问题
I found this question which asks how to read input asynchronously, but will only work with POSIX stream descriptors, which won't work on Windows. So, I found this tutorial which shows that instead of using a POSIX stream descriptor I can use a boost::asio::windows::stream_handle
.
Following both examples I came up with the code below. When I run it, I cannot type anything into the command prompt, as the program immediately terminates. I'd like it to capture any input from the user, possibly into a std::string
, while allowing other logic within my program to execute (i.e. perform asynchronous I/O from a Windows console).
Essentially, I'm trying to avoid blocking my program when it attempts to read from stdin
. I do not know if this is possible in Windows, as I also found this post which details problems another user encountered when trying to do the same thing.
___
### What is asked
1. Answer these questions about the Windows console input text:
(a) According to the tutorial, what can be used instead of a POSIX stream descriptor?
(b) What happens when the code is run?
(c) What is the writer trying to avoid when the program reads from stdin?
2. Reproduce the passage of the Windows console input text that begins at the words "Essentially, I'm trying" and stops after the words "the same thing.".
Answer from the Windows console input text alone.
___
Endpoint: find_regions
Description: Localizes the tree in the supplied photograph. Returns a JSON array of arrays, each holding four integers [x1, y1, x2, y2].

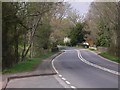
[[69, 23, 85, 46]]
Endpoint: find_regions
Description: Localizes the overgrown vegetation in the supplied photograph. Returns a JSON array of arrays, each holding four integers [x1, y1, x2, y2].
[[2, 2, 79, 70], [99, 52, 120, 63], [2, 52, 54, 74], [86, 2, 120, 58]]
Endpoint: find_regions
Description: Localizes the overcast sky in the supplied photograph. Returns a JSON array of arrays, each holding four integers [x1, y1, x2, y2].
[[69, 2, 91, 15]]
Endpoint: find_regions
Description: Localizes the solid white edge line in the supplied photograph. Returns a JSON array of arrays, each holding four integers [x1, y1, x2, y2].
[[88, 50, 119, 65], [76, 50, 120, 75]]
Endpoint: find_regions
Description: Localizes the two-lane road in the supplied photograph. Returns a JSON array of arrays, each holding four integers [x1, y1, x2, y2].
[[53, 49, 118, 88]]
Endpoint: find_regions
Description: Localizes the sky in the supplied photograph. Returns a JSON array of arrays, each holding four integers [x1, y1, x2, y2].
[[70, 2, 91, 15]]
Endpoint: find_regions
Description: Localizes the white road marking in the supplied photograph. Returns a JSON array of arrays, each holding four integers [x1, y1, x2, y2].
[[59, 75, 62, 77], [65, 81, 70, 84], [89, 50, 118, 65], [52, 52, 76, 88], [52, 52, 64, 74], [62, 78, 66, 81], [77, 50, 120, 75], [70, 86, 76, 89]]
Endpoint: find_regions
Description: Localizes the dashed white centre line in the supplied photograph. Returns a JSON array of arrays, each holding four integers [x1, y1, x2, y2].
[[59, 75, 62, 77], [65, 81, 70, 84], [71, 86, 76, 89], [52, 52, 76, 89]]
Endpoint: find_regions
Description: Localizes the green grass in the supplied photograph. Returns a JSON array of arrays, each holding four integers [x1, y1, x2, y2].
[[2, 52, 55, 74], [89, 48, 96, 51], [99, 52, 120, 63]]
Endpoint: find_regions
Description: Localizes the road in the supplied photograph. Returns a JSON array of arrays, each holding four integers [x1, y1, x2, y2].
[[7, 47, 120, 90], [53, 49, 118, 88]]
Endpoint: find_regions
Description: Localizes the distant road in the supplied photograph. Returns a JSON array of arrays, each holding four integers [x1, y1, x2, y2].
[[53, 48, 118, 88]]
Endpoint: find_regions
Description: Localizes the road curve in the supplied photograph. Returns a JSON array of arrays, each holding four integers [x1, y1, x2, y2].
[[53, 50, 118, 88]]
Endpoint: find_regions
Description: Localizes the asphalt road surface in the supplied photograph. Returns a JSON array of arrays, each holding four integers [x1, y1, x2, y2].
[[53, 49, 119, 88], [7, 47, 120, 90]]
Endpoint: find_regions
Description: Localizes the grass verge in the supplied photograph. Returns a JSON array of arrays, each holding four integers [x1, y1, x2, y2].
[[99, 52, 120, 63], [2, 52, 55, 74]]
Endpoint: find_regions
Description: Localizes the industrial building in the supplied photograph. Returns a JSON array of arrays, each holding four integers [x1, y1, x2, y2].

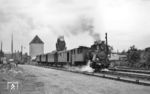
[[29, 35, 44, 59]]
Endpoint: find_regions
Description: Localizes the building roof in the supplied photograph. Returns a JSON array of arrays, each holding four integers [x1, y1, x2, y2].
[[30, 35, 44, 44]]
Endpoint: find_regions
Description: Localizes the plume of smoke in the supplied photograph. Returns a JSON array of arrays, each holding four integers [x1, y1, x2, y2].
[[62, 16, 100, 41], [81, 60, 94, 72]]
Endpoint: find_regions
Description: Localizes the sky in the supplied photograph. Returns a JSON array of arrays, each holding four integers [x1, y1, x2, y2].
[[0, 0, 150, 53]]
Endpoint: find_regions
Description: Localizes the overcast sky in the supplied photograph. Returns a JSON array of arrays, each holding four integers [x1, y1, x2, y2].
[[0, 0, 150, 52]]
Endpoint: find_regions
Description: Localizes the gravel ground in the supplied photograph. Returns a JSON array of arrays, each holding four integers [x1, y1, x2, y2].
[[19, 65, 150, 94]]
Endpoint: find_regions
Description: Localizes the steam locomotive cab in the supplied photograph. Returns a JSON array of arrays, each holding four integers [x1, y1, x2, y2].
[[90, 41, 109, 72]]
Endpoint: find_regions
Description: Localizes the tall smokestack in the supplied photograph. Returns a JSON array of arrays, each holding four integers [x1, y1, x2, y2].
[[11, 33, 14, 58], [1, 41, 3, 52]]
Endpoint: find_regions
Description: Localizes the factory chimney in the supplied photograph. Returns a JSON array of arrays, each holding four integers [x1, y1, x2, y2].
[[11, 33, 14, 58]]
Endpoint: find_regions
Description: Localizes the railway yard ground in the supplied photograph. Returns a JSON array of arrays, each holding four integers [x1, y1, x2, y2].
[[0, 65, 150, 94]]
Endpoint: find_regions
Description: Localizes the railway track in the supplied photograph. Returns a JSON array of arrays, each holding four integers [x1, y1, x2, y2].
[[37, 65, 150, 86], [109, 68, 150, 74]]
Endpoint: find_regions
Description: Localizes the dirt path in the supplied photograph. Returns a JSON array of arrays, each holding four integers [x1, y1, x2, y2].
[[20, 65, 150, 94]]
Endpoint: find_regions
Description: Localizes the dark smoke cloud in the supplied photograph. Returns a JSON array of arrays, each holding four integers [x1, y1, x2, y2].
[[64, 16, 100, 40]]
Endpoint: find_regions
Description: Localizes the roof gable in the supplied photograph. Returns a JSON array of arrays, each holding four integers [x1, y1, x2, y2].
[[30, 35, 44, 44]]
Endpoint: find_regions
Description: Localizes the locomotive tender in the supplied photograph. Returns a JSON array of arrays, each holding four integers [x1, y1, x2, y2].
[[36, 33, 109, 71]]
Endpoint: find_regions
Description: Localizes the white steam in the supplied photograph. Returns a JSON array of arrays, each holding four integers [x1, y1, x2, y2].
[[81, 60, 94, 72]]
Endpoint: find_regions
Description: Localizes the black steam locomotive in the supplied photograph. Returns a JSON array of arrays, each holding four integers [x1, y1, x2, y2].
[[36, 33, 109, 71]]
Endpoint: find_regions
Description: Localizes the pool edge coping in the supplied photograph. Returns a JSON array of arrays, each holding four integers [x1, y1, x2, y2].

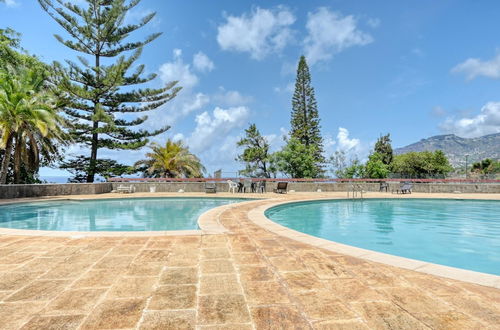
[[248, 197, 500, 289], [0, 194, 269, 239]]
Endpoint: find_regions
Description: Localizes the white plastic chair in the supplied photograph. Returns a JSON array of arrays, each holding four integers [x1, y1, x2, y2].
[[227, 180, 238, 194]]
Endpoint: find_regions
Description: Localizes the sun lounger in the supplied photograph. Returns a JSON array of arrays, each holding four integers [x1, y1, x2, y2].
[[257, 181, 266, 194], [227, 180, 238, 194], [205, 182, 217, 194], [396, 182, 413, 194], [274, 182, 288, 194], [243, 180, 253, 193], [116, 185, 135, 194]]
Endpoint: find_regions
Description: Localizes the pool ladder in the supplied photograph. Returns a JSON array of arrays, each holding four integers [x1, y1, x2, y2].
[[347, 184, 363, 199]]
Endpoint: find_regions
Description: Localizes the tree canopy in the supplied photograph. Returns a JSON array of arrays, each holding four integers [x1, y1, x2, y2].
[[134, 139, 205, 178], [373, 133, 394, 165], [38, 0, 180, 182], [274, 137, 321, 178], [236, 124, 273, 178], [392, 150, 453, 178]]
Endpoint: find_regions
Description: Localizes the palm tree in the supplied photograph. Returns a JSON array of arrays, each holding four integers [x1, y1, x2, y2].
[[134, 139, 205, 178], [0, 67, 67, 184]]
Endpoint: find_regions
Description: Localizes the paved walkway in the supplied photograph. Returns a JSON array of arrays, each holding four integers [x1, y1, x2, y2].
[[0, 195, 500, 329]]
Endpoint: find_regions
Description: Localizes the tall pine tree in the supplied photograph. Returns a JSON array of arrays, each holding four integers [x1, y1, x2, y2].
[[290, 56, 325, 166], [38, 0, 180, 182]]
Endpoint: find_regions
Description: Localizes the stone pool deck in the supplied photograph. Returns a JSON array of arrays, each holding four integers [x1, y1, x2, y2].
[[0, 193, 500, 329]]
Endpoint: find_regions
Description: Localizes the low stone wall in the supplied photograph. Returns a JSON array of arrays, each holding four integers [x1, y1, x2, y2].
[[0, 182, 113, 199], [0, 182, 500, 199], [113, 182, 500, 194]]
___
### Results of the tasks
1.
(a) A boost::asio::windows::stream_handle.
(b) The program immediately terminates, so nothing can be typed into the command prompt.
(c) Blocking the program.

2.
Essentially, I'm trying to avoid blocking my program when it attempts to read from stdin
. I do not know if this is possible in Windows, as I also found this post which details problems another user encountered when trying to do the same thing.